▶ [What to do]
Provide the data again in its entirety, exactly as given.

>> BEGIN Extracted records

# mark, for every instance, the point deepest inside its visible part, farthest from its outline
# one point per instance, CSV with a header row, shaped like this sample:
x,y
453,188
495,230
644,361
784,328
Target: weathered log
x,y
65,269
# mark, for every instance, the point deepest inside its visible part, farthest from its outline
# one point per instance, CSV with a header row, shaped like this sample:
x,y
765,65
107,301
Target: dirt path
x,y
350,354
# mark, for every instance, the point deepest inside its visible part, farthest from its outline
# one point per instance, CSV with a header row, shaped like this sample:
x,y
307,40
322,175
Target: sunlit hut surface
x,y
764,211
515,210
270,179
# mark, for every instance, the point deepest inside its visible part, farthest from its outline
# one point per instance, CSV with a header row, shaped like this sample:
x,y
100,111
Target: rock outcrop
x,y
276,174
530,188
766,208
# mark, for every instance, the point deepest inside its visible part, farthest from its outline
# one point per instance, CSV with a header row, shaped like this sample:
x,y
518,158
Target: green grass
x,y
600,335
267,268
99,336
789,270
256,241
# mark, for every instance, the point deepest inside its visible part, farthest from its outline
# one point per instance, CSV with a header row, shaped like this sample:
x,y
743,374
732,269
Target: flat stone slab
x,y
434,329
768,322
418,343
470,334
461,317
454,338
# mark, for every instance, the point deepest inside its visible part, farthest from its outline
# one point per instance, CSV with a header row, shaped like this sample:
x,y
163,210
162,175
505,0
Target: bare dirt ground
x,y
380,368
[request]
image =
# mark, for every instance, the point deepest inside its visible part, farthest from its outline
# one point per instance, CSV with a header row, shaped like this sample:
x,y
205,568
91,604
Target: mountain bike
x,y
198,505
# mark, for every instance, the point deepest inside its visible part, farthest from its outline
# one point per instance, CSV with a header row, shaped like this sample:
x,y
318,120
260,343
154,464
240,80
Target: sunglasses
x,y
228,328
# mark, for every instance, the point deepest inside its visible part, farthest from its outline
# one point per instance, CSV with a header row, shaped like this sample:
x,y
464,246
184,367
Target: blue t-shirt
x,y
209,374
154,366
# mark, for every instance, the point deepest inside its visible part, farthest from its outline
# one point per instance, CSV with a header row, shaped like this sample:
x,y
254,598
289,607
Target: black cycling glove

>> END Extracted records

▶ [Solution to the exercise]
# mark, for every instance, the point deepest inside its visible part, farthest from its outline
# one point per instance, CSV with a header row, shaped like this sample:
x,y
453,188
495,230
644,361
784,328
Target: weathered log
x,y
65,269
# mark, for every instance, the point deepest inside its visible part, farthest from its outline
# one point per instance, CSV with a header row, shaped like this sample:
x,y
765,65
107,301
Target: dirt path
x,y
350,354
# mark, for every instance, the point deepest inside its visible part, farthest from its outline
# one point per instance, CSV with a header row, shaped like this sample:
x,y
307,40
322,175
Target: sunlit hut surface
x,y
764,211
515,210
270,179
# mark, for every instance, the point deepest inside its visible part, farthest from its outline
# one point per instance, CSV with a header row, shaped like this sample:
x,y
100,111
Target: rock outcrop
x,y
276,174
530,188
766,208
# mark, for every instance, the point deepest inside its visible part, farthest from its outline
# one point per instance, CSV with a header row, shaped like this sample:
x,y
518,158
Target: green grass
x,y
600,335
267,268
99,336
789,270
256,241
# mark, for every instance, the point deepest inside its visible part, farthest from its outline
# one point per instance, CSV with a header row, shaped like this sample:
x,y
743,374
732,269
Target: flat stone slab
x,y
434,329
768,322
418,343
470,334
461,317
454,338
# mark, for every instance, the point deepest inside its visible part, farthest from its outline
# one point per instance, CSV with a header row, shaped like this sample:
x,y
163,210
162,175
505,0
Target: bare dirt ground
x,y
380,368
[request]
image =
# mark, for every instance, the point deepest inside its visible part, farthest from its outline
# one point per instance, CSV with a header row, shaped like this sample:
x,y
205,568
91,604
Target: mountain bike
x,y
198,505
# mark, for every instance, the point deepest inside its visible part, farthest from its outline
# one point per instance, CSV with a header row, shaped like this sample:
x,y
318,120
260,343
154,464
240,80
Target: sunglasses
x,y
228,328
# mark, for every instance, the point deepest inside its visible part, farthest from its outline
# one point per instance, CSV with a header row, shaped like this sample:
x,y
464,246
184,367
Target: blue t-shirt
x,y
209,374
154,366
# mark, for every instance, the point deepest inside its visible part, farthest from its outline
# one point per instance, CSV with a header row, shaped like this sample:
x,y
254,598
289,607
Target: black cycling glove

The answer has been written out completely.